- Source records -
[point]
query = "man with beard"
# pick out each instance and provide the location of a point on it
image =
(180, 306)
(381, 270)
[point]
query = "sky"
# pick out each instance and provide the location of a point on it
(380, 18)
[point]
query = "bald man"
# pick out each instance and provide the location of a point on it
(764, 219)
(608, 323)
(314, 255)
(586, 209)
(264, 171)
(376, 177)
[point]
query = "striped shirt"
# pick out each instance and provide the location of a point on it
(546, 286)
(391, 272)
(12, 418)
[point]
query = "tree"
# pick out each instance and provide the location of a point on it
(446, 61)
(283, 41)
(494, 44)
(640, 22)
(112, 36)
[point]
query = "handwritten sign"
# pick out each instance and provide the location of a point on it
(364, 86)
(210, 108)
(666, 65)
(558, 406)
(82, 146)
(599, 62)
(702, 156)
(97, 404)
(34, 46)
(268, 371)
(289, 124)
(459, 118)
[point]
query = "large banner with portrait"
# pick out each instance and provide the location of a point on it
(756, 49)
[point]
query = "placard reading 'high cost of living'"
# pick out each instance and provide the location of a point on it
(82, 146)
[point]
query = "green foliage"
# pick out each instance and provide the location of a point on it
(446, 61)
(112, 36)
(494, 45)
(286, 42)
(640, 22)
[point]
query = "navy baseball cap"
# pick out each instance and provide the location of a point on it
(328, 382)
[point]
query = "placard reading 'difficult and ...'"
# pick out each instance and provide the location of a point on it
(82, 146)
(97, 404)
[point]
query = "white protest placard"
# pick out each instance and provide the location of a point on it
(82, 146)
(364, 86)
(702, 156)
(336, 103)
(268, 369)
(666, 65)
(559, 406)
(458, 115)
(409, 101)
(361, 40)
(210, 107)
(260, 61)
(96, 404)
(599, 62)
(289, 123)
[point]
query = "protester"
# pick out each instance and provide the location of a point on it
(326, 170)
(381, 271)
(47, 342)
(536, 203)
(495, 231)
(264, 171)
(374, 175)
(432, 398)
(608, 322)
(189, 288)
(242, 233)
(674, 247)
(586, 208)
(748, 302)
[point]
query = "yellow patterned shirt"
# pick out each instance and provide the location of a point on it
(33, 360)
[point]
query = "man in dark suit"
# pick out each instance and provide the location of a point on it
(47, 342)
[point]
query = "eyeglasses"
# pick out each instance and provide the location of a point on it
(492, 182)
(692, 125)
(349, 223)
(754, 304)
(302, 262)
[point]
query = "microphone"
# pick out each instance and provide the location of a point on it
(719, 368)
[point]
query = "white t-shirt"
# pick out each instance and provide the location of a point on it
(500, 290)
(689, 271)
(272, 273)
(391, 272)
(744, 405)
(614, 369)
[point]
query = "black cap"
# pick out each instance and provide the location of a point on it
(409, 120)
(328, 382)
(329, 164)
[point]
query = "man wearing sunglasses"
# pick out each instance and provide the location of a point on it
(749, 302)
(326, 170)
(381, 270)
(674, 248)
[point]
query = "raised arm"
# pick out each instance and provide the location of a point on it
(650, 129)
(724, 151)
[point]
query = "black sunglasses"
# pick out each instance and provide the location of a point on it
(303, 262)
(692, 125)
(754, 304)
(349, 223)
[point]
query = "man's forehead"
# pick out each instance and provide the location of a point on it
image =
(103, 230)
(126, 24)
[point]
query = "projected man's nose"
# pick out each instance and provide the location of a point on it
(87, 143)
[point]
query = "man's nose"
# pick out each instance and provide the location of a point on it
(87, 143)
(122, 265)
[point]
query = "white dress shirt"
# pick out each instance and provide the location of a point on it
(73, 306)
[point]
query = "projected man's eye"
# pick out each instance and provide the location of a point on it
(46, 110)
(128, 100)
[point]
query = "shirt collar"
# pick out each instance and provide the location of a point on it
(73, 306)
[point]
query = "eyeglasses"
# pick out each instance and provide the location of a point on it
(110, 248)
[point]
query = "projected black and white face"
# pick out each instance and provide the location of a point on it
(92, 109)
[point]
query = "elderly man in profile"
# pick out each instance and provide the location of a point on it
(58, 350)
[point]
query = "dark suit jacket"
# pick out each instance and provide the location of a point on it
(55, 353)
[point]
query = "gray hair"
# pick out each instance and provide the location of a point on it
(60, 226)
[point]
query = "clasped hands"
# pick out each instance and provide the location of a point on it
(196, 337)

- Direction -
Gather every line from the records above that contains the string "dark", matching case exactly.

- Worked solution -
query = "man in dark suit"
query = "dark suit jacket"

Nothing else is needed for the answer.